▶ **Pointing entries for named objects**

>>>

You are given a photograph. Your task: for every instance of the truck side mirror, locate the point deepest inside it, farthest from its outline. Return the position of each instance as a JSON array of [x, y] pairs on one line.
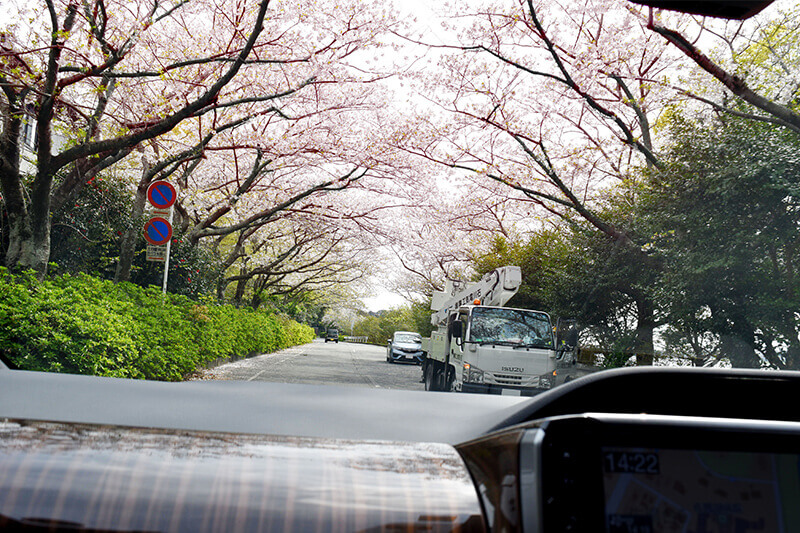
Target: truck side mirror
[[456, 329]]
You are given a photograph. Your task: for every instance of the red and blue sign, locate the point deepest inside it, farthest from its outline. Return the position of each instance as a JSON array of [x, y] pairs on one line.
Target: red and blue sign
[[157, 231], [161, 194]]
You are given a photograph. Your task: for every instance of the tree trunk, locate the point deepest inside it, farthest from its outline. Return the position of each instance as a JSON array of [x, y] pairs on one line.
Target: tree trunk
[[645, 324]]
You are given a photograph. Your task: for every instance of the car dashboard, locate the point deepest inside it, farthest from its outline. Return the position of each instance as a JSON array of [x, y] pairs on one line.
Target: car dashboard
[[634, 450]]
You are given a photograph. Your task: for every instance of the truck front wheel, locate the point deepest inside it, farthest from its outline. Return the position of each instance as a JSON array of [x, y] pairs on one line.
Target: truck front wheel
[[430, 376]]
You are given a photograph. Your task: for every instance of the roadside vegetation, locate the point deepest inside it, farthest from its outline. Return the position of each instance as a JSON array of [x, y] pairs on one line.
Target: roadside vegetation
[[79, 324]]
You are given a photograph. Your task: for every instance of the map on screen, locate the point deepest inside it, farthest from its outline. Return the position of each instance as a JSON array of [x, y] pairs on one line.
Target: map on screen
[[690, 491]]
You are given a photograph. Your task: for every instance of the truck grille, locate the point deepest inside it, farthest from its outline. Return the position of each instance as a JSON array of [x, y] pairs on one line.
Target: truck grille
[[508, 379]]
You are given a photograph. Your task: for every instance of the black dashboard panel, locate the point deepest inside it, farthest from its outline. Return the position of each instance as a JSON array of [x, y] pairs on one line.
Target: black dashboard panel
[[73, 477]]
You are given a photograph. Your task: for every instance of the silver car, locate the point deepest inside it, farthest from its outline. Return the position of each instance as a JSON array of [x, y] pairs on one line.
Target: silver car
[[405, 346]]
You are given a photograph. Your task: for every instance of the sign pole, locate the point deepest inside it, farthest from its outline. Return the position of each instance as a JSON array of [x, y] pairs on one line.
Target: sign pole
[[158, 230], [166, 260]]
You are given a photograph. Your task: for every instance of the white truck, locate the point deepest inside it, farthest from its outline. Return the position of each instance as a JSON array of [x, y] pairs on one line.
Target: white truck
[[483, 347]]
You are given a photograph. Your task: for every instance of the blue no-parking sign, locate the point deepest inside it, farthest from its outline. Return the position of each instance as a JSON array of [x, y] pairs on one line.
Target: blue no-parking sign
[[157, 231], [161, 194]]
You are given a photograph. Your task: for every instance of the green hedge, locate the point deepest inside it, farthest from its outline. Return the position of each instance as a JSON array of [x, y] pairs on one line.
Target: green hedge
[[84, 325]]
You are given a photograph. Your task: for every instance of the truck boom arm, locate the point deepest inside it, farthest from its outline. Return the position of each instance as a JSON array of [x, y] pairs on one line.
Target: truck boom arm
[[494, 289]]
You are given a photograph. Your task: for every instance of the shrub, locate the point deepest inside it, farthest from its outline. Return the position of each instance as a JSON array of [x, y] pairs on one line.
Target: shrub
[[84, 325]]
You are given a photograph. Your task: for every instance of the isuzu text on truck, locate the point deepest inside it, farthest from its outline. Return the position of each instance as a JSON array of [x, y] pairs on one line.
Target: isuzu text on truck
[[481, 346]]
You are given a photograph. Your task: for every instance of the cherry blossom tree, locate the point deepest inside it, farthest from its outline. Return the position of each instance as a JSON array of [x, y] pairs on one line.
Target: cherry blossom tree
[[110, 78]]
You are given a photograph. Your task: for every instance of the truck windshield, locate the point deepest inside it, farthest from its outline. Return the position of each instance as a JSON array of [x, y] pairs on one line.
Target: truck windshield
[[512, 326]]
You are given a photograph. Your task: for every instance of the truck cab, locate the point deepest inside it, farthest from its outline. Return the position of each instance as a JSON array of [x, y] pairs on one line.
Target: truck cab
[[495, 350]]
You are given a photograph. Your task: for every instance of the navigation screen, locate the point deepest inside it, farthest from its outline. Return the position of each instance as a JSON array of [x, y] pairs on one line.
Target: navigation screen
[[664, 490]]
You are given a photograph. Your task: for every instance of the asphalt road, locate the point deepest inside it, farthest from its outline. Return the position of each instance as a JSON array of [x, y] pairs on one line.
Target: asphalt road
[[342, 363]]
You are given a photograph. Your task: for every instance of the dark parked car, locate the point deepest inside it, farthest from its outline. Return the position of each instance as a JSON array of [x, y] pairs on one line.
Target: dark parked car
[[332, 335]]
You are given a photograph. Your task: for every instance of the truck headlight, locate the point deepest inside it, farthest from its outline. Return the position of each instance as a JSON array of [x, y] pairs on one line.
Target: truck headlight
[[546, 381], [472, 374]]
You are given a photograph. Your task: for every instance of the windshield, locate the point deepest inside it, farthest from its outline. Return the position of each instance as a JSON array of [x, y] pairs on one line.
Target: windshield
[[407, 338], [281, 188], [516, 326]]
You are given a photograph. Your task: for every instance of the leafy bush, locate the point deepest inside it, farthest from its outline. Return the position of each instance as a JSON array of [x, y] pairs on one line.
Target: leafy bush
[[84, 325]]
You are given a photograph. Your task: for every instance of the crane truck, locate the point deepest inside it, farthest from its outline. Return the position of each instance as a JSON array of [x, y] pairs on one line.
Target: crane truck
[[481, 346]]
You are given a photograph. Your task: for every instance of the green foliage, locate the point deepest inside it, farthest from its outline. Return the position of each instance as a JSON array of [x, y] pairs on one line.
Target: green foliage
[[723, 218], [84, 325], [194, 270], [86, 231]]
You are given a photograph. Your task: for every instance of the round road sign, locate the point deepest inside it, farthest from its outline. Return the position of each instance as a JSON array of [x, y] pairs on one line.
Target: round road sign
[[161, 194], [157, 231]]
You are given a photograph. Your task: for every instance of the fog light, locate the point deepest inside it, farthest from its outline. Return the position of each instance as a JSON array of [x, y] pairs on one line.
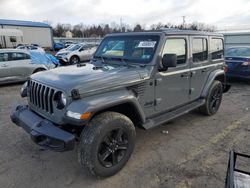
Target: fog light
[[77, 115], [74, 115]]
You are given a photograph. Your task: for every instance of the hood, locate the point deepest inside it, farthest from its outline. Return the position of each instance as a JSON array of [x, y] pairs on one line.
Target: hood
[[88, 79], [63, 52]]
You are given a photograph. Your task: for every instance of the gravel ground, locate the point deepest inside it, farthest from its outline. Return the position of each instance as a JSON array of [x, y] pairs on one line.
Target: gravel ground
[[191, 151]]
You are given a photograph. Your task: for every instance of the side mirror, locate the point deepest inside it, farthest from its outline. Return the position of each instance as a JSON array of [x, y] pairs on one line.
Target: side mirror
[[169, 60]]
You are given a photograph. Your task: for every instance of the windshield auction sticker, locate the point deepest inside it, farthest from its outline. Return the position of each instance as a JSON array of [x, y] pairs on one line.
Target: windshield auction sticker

<<<

Reproduce every line of the listing, starting with the line containing "of the side" and continuing through the end of the listing, with the requests included. Scale each coordinate in the answers by 0.55 and round to the nearest whole number, rounding halves up.

▶ **CORRECT RESULT**
You are given a photograph. Your task: for every instance of the side mirror, locate the point deepest inside it, farthest from its outline. Return the position of each instance as a JSON array of [x, y] pairs on one line.
Target: side mirror
[[93, 33]]
You are given a photograph. Your task: for every instance of the windshield auction sticker, locate the point deepest inside it, farthest from its outline. Return the position of each instance as a JSON array of [x, y] pairs on one line.
Target: windshield auction sticker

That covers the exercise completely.